**Exercise details:** Every line below must be reproduced exactly. Copy them all.

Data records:
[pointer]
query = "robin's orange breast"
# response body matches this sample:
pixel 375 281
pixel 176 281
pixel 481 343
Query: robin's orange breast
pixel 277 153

**The completed task:**
[pointer]
query = "robin's orange breast"
# response body matches this sample:
pixel 375 281
pixel 176 281
pixel 481 343
Query: robin's orange breast
pixel 277 153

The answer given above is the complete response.